[SOURCE EXCERPT]:
◇ ◇ ◇

2016 Key Workflows Analysis (Historic) - IntegratedBreedingPlatform/Documentation GitHub Wiki

Create Trial

Open Trial Sequence Diagram

Profiling observations

Defining Mega Trial as trial with 50 Germplasm entries, 3 replications, 25 Traits, 200 Locations with each location having one location property LOCATION_ABBR and one condition SITE_SOIL_PH. No measurements as we can not create measurements before first save.

There are two major areas where most of the backend time is spent:

Experimental design: Takes an average of 38,552 ms for generating randomized complete block design for 200 environments. BMS spawns VSNI BVDesign engine Windows executable in loop for each environment which is indeed time consuming. Design per location might be a limitation of the VSNI engine, we are not entirely certain.
Insert Trial Data Records: Average time spent at the backend for saving trial data to database, was 26,943 ms. Most of the time is spent in inserts related to observation units (nd_experiment table) and their design related properties (nd_experimentprop table). See the query stats below for details.

◇ ◇ ◇

Please reproduce the trial profiling notes word for word, starting at the words "Experimental design: Takes" and ending after "not entirely certain.".

[DATA SECTION]:
◇ ◇ ◇

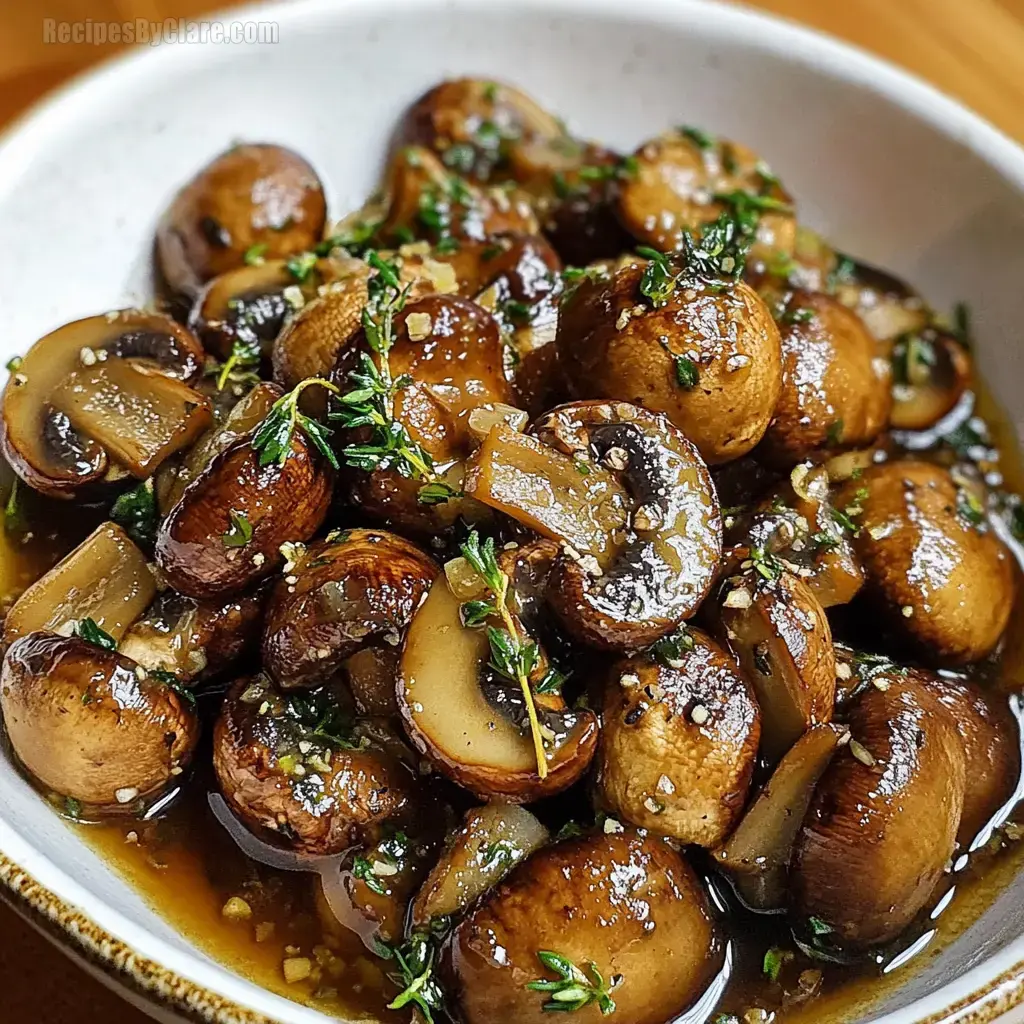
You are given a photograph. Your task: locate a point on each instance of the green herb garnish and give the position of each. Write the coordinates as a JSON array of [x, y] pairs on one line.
[[91, 633], [241, 531], [135, 512], [573, 989]]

◇ ◇ ◇

[SOLUTION TO THIS EXERCISE]:
Experimental design: Takes an average of 38,552 ms for generating randomized complete block design for 200 environments. BMS spawns VSNI BVDesign engine Windows executable in loop for each environment which is indeed time consuming. Design per location might be a limitation of the VSNI engine, we are not entirely certain.